> [TRAVAIL DEMANDÉ]
[1] Recopiez à l'identique le passage de l'extrait sur le recrutement de soignants étrangers en Suisse, depuis « J-M. B. : Le » jusqu'à « étrangère en Suisse. ».
[2] Prolongez l'extrait sur le recrutement de soignants étrangers en Suisse à partir de sa dernière phrase.

> [EXTRAIT DU DOCUMENT]
================

J-M. B. : Le recrutement depuis l’étranger est un point fondamentalement agaçant et mal vu dans un pays économiquement puissant comme la Suisse. Car il s’agit d’aspirer les ressources humaines formées dans d’autres pays souvent en manque de moyens, qui eux-mêmes sont en manque de personnels, comme le Maroc par exemple. C’est un problème d’éthique en premier temps. Ceci dit, la plus grande communauté étrangère qui travaille dans les métiers des soins, est la portugaise. Puis ensuite, nous estimons qu’il y a les Balkans également qui occupent une place importante parmi la communauté étrangère en Suisse.
Il y a les Africains aussi qui travaillent dans les soins, mais principalement d’Afrique subsaharienne. Les Maghrébins constituent une communauté active en Suisse, mais elle demeure réduite (voir encadré). Néanmoins, il importe de préciser que l’impérialisme européen d’aller chercher de la main-d’œuvre à l’étranger est très discutable. Il y a la Suisse qui recrute depuis la France, puis la France depuis l’Afrique, créant un effet cascade dont les plus grands perdants sont les pays « pauvres ». Ceci dit, il convient de noter qu’en Suisse, c’est plus facile de recruter quelqu’un en provenance de la zone euro, que d’ailleurs. Mais, in fine, chaque établissement recrute selon les ressources disponibles.

================

(Enregistrements issus d'une source de données)
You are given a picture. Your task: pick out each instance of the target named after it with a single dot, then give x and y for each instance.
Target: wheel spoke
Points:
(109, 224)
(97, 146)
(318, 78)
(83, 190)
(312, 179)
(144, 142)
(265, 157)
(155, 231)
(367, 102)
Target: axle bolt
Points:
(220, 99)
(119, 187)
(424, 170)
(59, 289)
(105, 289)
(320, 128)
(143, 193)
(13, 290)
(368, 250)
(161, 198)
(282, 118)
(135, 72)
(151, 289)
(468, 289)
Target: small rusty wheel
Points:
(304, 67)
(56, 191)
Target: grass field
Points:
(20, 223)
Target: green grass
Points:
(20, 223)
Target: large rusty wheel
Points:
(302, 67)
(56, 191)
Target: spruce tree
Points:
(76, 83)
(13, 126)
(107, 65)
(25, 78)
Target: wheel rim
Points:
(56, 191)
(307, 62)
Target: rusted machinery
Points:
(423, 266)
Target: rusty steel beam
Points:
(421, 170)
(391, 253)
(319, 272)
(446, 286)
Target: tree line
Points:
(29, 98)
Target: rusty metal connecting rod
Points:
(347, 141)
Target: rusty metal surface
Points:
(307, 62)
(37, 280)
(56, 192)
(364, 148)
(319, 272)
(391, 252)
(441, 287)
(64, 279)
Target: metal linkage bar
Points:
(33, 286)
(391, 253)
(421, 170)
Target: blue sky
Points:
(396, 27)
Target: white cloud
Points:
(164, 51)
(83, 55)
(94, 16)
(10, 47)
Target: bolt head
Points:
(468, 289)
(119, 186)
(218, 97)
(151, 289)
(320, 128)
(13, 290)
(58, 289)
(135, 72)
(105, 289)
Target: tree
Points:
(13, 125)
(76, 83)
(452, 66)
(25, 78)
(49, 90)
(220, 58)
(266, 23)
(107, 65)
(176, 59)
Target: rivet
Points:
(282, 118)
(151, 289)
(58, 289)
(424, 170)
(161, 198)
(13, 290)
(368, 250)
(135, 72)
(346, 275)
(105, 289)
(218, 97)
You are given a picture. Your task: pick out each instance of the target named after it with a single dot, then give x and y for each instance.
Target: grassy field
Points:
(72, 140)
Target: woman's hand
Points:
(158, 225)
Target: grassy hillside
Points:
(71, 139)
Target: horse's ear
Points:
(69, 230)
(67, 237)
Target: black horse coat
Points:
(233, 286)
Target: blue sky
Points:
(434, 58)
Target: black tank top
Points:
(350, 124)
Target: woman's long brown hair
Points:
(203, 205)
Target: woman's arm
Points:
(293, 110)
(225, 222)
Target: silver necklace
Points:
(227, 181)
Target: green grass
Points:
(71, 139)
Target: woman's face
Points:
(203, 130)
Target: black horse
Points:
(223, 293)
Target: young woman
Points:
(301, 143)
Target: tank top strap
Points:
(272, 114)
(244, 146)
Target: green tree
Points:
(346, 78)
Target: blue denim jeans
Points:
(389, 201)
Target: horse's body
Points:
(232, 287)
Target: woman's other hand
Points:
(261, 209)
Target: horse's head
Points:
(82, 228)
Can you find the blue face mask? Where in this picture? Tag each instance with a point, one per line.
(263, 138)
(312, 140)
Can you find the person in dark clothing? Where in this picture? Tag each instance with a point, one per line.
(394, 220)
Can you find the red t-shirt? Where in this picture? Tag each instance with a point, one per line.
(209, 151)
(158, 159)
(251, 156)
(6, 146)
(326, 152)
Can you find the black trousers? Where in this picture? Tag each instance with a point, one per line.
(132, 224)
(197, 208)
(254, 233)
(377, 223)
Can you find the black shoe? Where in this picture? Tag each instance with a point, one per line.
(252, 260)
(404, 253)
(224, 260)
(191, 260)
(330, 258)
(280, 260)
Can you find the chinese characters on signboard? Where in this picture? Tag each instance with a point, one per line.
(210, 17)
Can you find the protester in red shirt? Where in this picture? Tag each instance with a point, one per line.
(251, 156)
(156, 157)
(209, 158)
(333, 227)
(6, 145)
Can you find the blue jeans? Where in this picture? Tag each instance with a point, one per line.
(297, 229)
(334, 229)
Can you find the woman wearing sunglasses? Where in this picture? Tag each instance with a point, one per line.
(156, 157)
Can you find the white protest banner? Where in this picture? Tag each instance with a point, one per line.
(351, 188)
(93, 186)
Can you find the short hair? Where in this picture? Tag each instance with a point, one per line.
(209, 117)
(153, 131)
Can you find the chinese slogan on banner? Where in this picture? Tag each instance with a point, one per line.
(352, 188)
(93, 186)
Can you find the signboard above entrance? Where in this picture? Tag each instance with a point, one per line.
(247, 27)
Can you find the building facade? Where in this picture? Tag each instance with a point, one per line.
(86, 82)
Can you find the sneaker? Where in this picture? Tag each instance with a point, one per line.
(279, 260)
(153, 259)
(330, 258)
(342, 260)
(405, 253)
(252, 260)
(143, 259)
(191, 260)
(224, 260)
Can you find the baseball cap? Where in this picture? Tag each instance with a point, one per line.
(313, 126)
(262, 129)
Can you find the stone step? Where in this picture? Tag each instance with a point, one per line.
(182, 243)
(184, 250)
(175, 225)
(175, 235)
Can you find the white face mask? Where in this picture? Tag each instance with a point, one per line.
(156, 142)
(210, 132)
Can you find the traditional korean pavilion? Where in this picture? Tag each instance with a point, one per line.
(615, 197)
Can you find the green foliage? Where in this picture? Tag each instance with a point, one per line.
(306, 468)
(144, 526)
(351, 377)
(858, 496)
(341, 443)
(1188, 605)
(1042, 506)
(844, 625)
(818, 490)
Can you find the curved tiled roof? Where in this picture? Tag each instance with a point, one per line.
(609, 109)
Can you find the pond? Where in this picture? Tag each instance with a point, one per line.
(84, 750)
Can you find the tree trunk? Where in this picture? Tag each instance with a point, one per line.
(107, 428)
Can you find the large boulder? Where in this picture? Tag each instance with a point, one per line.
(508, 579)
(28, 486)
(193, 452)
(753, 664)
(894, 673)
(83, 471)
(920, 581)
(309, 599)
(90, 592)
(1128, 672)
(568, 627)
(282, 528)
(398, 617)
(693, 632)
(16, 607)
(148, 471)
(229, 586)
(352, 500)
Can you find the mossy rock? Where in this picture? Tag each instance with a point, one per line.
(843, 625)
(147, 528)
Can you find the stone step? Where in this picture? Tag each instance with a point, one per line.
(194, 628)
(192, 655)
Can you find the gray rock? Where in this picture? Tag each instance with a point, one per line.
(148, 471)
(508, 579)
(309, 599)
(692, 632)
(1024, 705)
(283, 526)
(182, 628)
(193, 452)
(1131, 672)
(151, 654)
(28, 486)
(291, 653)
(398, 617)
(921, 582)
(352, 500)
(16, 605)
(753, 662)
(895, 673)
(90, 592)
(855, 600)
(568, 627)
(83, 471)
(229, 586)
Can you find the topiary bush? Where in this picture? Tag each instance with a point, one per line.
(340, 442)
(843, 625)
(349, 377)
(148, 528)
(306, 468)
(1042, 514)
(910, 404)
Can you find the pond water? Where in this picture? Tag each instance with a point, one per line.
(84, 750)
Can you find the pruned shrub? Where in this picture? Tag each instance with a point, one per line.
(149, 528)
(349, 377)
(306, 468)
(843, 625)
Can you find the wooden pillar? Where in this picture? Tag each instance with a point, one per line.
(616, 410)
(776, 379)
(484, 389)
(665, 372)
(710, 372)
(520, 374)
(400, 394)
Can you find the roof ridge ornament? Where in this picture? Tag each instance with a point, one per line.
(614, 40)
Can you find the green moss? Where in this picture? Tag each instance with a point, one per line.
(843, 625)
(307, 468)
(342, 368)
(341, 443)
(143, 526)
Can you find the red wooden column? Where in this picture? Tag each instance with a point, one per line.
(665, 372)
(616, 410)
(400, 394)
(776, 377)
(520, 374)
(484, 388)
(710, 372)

================

> [RÉSULTATS DE L'EXERCICE]
[1]
J-M. B. : Le recrutement depuis l’étranger est un point fondamentalement agaçant et mal vu dans un pays économiquement puissant comme la Suisse. Car il s’agit d’aspirer les ressources humaines formées dans d’autres pays souvent en manque de moyens, qui eux-mêmes sont en manque de personnels, comme le Maroc par exemple. C’est un problème d’éthique en premier temps. Ceci dit, la plus grande communauté étrangère qui travaille dans les métiers des soins, est la portugaise. Puis ensuite, nous estimons qu’il y a les Balkans également qui occupent une place importante parmi la communauté étrangère en Suisse.

[2]
– Comment peut-on rendre le métier plus attractif, selon vous, que ce soit pour les migrants ou pour les nationaux ?
S. K. : Pour que le métier devienne plus attractif, il faut tout d’abord valoriser le métier d’aide-soignant et chasser tous les stéréotypes qui l’entourent. Ensuite, il faut agir sur les salaires. Je pense que les aides-soignants et les infirmiers gagneraient à être plus payés en début de carrière. Il faut dire que les salaires en mi-carrière et en fin de carrière sont assez confortables, mais au début c’est délicat. L’idée serait donc de garantir une évolution rapide en début de carrière, comme ce qui se fait dans plusieurs secteurs.
Une population marocaine réduite mais dynamique
Les ressortissants marocains en Suisse représentent une communauté importante et dynamique. Au fil des années, de nombreux Marocains ont migré vers la Suisse à la recherche de meilleures opportunités économiques et d’études, constituant par la suite une communauté dépassant les 8.000 personnes, selon les dernières statistiques de l’Office fédéral de la statistique (OFS).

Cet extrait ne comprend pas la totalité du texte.